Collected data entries
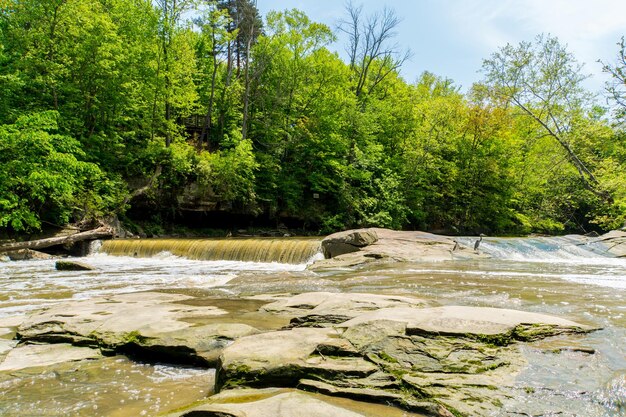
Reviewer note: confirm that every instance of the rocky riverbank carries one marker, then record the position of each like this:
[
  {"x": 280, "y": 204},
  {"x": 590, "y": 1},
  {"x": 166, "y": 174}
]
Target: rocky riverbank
[{"x": 326, "y": 353}]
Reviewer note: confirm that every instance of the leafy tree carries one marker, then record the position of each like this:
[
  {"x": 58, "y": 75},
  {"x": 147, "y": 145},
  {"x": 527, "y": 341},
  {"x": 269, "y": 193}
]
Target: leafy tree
[
  {"x": 544, "y": 81},
  {"x": 45, "y": 179},
  {"x": 617, "y": 86}
]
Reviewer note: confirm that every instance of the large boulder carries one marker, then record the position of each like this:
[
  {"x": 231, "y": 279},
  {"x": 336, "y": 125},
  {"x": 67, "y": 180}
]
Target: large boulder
[
  {"x": 64, "y": 265},
  {"x": 346, "y": 242},
  {"x": 356, "y": 247}
]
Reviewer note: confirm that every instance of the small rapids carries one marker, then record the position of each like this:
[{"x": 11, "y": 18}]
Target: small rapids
[
  {"x": 566, "y": 277},
  {"x": 290, "y": 251}
]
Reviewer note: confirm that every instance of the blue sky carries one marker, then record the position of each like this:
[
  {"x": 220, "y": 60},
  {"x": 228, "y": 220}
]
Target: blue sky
[{"x": 451, "y": 37}]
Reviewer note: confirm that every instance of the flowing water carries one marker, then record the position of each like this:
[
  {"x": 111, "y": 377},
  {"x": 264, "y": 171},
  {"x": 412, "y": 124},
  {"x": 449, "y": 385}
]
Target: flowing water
[{"x": 557, "y": 276}]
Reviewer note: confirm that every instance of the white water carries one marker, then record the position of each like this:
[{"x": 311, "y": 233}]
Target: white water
[{"x": 549, "y": 275}]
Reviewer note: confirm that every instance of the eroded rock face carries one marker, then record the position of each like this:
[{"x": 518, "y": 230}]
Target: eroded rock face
[
  {"x": 356, "y": 247},
  {"x": 73, "y": 266},
  {"x": 153, "y": 325},
  {"x": 346, "y": 242},
  {"x": 440, "y": 361},
  {"x": 29, "y": 356},
  {"x": 275, "y": 402},
  {"x": 372, "y": 348},
  {"x": 318, "y": 309}
]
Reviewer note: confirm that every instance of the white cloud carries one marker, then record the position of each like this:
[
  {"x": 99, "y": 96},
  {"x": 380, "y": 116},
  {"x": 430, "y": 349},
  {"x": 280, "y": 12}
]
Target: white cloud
[{"x": 590, "y": 29}]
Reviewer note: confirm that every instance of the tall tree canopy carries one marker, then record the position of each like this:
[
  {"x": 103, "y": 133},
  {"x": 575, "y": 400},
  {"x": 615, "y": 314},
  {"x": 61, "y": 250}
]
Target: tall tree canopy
[{"x": 154, "y": 110}]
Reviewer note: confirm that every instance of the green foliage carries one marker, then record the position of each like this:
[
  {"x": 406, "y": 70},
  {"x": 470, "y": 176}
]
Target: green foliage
[
  {"x": 228, "y": 176},
  {"x": 44, "y": 179},
  {"x": 183, "y": 105}
]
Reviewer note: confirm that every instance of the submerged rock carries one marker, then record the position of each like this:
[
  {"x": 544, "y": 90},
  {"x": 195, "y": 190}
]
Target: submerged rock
[
  {"x": 153, "y": 325},
  {"x": 274, "y": 402},
  {"x": 346, "y": 242},
  {"x": 441, "y": 361},
  {"x": 361, "y": 246},
  {"x": 73, "y": 266},
  {"x": 372, "y": 348},
  {"x": 27, "y": 254},
  {"x": 318, "y": 309},
  {"x": 30, "y": 356}
]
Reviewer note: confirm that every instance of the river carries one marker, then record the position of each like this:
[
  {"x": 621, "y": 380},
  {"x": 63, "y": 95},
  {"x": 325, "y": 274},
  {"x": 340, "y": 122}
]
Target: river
[{"x": 547, "y": 275}]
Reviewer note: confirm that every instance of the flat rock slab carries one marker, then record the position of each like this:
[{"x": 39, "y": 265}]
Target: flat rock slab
[
  {"x": 274, "y": 402},
  {"x": 30, "y": 356},
  {"x": 284, "y": 357},
  {"x": 153, "y": 324},
  {"x": 327, "y": 307},
  {"x": 461, "y": 320},
  {"x": 361, "y": 246}
]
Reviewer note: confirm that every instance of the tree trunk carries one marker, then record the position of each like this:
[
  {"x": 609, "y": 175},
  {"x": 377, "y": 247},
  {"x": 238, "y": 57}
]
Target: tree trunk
[{"x": 98, "y": 233}]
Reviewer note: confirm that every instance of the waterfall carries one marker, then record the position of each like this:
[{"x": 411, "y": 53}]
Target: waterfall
[{"x": 288, "y": 250}]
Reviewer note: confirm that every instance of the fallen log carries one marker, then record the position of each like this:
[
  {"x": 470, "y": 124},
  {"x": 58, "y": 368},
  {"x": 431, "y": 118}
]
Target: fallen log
[{"x": 93, "y": 234}]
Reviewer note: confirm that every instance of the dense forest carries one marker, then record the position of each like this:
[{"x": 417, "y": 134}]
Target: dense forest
[{"x": 168, "y": 110}]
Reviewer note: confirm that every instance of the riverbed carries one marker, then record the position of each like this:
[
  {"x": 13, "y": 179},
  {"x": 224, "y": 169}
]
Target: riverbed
[{"x": 578, "y": 286}]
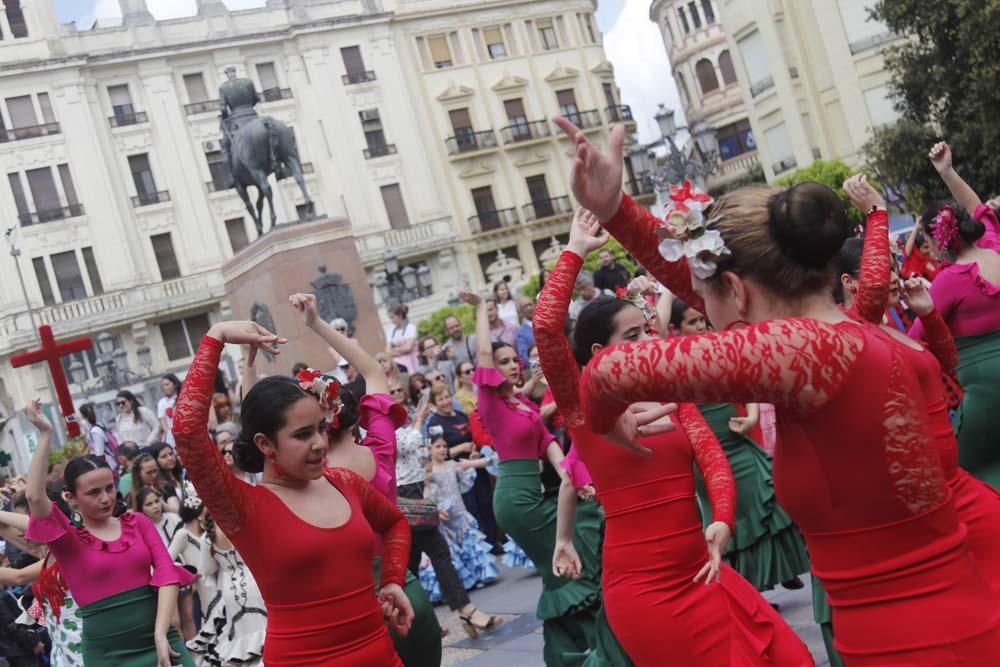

**THE TASK**:
The pictures alone are to be left out when the data above is copied; all else must match exactly.

**ANSWER TO THIS EXERCISE**:
Reviewer note: confirm that every instance of the rocky riverbank carries one marker, then record the position of each like this:
[
  {"x": 280, "y": 204},
  {"x": 590, "y": 1},
  {"x": 166, "y": 174}
]
Target: rocky riverbank
[{"x": 326, "y": 353}]
Reviewer note: confirm that every instance of the leafy tree carries one marker, then record the position of each like this:
[
  {"x": 58, "y": 75},
  {"x": 147, "y": 145},
  {"x": 527, "y": 341},
  {"x": 269, "y": 193}
]
Target: leafy tree
[
  {"x": 544, "y": 81},
  {"x": 45, "y": 179},
  {"x": 617, "y": 86}
]
Reviewer note: confirm that every instance of the large boulder carries one marker, then record the position of each like this:
[
  {"x": 231, "y": 279},
  {"x": 336, "y": 125},
  {"x": 67, "y": 180}
]
Target: large boulder
[
  {"x": 64, "y": 265},
  {"x": 346, "y": 242},
  {"x": 356, "y": 247}
]
Reviewer note: confirm that every instance of the small rapids carries one marker, then record the position of each like this:
[{"x": 11, "y": 18}]
Target: small rapids
[
  {"x": 566, "y": 277},
  {"x": 290, "y": 251}
]
Reviewer note: confirm that every instance of the blue sky carries one marker, then record the position of each like this:
[
  {"x": 220, "y": 60},
  {"x": 228, "y": 220}
]
Target: blue sky
[{"x": 451, "y": 37}]
Reviewer note: confirm that every instance of the flowing water carries one marker, then record the position of each like this:
[
  {"x": 111, "y": 377},
  {"x": 264, "y": 171},
  {"x": 412, "y": 124},
  {"x": 449, "y": 385}
]
Target: flowing water
[{"x": 557, "y": 276}]
Reviewer note: confirm that every instance of the white water carries one marker, then record the position of each like this:
[{"x": 311, "y": 233}]
Target: white water
[{"x": 549, "y": 275}]
Reviewer note: confirm that every instance of the eroded rock face carries one marker, then record the position of each like this:
[{"x": 518, "y": 230}]
Target: eroded rock face
[
  {"x": 356, "y": 247},
  {"x": 73, "y": 266},
  {"x": 153, "y": 325},
  {"x": 346, "y": 242},
  {"x": 440, "y": 361},
  {"x": 29, "y": 356},
  {"x": 275, "y": 402},
  {"x": 372, "y": 348},
  {"x": 318, "y": 309}
]
Reviewer note: confirm that every instance of the white cloud carries one marker, then record the position of each like this:
[
  {"x": 99, "y": 96},
  {"x": 380, "y": 116},
  {"x": 430, "y": 349},
  {"x": 280, "y": 12}
]
Target: white cloud
[{"x": 590, "y": 29}]
Reviewer note: confirm that every instance of the tall tree canopy carries one marker, then record the position of each like this:
[
  {"x": 103, "y": 133},
  {"x": 575, "y": 400},
  {"x": 615, "y": 314},
  {"x": 61, "y": 250}
]
Target: tall tree canopy
[{"x": 154, "y": 110}]
Reviewer note: confirm that every instance of the green foliage carries one marker, then record the position of each like this:
[
  {"x": 406, "y": 70},
  {"x": 470, "y": 176}
]
Target: green foliage
[
  {"x": 228, "y": 176},
  {"x": 44, "y": 179},
  {"x": 183, "y": 105}
]
Reviewer note: confirm that every instance of the submerged rock carries one marker, then record the position of each like this:
[
  {"x": 544, "y": 90},
  {"x": 195, "y": 190}
]
Target: submerged rock
[
  {"x": 153, "y": 325},
  {"x": 274, "y": 402},
  {"x": 346, "y": 242},
  {"x": 441, "y": 361},
  {"x": 361, "y": 246},
  {"x": 73, "y": 266},
  {"x": 372, "y": 348},
  {"x": 27, "y": 254},
  {"x": 318, "y": 309},
  {"x": 30, "y": 356}
]
Reviewer note: confirm that every instance of the river carries one marker, then record the position of each like this:
[
  {"x": 621, "y": 380},
  {"x": 63, "y": 95},
  {"x": 325, "y": 274},
  {"x": 340, "y": 122}
]
Target: river
[{"x": 547, "y": 275}]
Reviewer note: confirm that every instance of the flat rock slab carries one marker, then record the position of each like this:
[{"x": 39, "y": 265}]
Target: flat rock slab
[
  {"x": 274, "y": 402},
  {"x": 30, "y": 356},
  {"x": 284, "y": 357},
  {"x": 153, "y": 324},
  {"x": 327, "y": 307},
  {"x": 461, "y": 320},
  {"x": 361, "y": 246}
]
Reviewer note: confirm that every instance of the tree trunk carries one marker, then record the position of each like this:
[
  {"x": 609, "y": 175},
  {"x": 377, "y": 247},
  {"x": 238, "y": 57}
]
Target: tree trunk
[{"x": 98, "y": 233}]
Reviewer note: confirm that every instance of the waterfall carries one marker, then record the position of each like this:
[{"x": 411, "y": 53}]
Target: waterfall
[{"x": 288, "y": 250}]
Reviewer note: confirm that every instance of the fallen log carries one marker, then record the position of each like this:
[
  {"x": 470, "y": 124},
  {"x": 58, "y": 368},
  {"x": 431, "y": 118}
]
Target: fallen log
[{"x": 93, "y": 234}]
Reviewer note: confirm that every instance of the dense forest carries one marker, then record the position of each like this:
[{"x": 417, "y": 134}]
Target: dense forest
[{"x": 168, "y": 110}]
Reviewer note: confirm that every instance of the riverbed carries one marker, then record the position of each like this:
[
  {"x": 13, "y": 179},
  {"x": 224, "y": 169}
]
Target: riverbed
[{"x": 578, "y": 286}]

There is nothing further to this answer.